### Problem details
The records that follow must be repeated exactly as they stand.

_ _ _ _

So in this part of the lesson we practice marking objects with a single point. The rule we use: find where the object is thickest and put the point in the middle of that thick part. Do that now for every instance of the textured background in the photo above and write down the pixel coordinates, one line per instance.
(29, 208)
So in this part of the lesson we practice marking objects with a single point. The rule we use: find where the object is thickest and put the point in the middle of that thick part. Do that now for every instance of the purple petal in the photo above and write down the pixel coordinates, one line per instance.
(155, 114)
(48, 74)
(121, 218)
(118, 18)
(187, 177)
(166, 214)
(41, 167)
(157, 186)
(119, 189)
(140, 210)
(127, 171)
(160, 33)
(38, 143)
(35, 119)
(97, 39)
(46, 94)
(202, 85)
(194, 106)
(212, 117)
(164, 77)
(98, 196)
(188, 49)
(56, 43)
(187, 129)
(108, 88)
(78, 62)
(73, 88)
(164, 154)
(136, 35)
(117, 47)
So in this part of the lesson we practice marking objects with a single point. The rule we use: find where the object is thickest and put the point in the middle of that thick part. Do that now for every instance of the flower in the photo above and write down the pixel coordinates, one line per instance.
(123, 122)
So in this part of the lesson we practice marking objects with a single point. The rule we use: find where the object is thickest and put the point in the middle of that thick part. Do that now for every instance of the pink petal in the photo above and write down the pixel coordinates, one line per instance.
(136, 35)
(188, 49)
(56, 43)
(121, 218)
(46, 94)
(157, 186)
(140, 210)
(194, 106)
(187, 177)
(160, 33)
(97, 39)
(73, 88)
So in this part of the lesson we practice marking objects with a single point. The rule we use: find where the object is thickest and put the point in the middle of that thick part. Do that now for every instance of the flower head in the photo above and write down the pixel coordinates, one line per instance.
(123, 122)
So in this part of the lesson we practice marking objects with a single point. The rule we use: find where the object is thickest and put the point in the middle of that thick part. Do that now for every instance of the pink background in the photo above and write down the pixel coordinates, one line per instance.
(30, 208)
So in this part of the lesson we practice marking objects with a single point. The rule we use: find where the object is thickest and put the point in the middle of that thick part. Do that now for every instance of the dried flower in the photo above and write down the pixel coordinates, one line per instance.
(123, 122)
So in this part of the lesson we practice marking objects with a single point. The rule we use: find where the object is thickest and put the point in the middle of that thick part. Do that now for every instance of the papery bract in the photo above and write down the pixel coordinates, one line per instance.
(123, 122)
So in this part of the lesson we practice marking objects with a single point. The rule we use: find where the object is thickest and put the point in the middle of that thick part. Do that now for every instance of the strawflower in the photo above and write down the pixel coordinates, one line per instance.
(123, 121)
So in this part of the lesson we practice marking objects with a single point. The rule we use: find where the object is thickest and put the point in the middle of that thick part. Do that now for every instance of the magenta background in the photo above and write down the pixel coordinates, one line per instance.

_ _ _ _

### Output below
So in this part of the lesson we practice marking objects with a single point. The rule we use: find where the object is thickest and put the point in the middle of that thick part. Do that now for every instance of the textured background in the photo above and write down the pixel coordinates, one line per instance.
(29, 208)
So in this part of the lesson we practice marking objects with a single point. The rule we use: find where the object is thickest and put the point in the middle of that thick part. Do that now for every instance of the purple petal in the photo above and write down the pixel coordinates, one line per instance.
(155, 114)
(48, 74)
(121, 218)
(118, 18)
(187, 177)
(166, 214)
(41, 167)
(157, 186)
(119, 189)
(140, 210)
(127, 171)
(160, 33)
(38, 143)
(35, 119)
(97, 39)
(46, 94)
(202, 85)
(194, 106)
(212, 117)
(164, 77)
(98, 196)
(188, 49)
(56, 43)
(187, 129)
(108, 88)
(78, 62)
(73, 88)
(164, 154)
(136, 35)
(117, 47)
So in this part of the lesson we practice marking objects with a single point. The rule we use: find where the object is thickest and put the point in the middle of that thick part. Do that now for every instance of the flower in the photo above and write down the pixel coordinates, one line per instance.
(123, 122)
So in this part of the lesson we practice marking objects with a single point. The rule we use: find where the object is thickest and put the point in the middle of that thick part. Do that now for every instance of the pink petal in the photo above and write down the pixel coordinates, one line per instance.
(136, 35)
(188, 49)
(56, 43)
(121, 218)
(46, 94)
(157, 186)
(140, 210)
(194, 106)
(187, 177)
(160, 33)
(97, 39)
(73, 88)
So in this part of the lesson we practice marking objects with a single point. The rule we use: find where the object is thickest and put the point in the middle of that thick part. Do that now for every instance of the flower head in the photo above and write down the pixel coordinates, one line per instance.
(123, 122)
So in this part of the lesson we practice marking objects with a single point. The rule we use: find where the object is thickest and put the point in the middle of that thick part. Do that now for every instance of the pink background in the photo above and write down the pixel coordinates, one line per instance.
(30, 208)
So in this part of the lesson we practice marking objects with a single point. The rule we use: find where the object is thickest and put the point in the middle of that thick part. Do that now for every instance of the dried flower in the photo above and write down the pixel coordinates, one line per instance.
(123, 122)
So in this part of the lesson we practice marking objects with a single point. The rule we use: find where the object is thickest and put the point in the middle of that thick part. Do that now for every instance of the papery bract in the photo above and write down the pixel coordinates, one line per instance.
(123, 122)
So in this part of the lesson we practice marking objects with a single point. The rule we use: find where the object is thickest and put the point in the middle of that thick part. Do that now for every instance of the strawflower in the photo above and write down the pixel coordinates, one line per instance.
(123, 121)
So in this part of the lesson we practice marking objects with a single point. The rule we use: find where the object is thickest and put the point in the middle of that thick part. Do that now for every instance of the magenta background in the photo above and write down the pixel coordinates, one line per instance.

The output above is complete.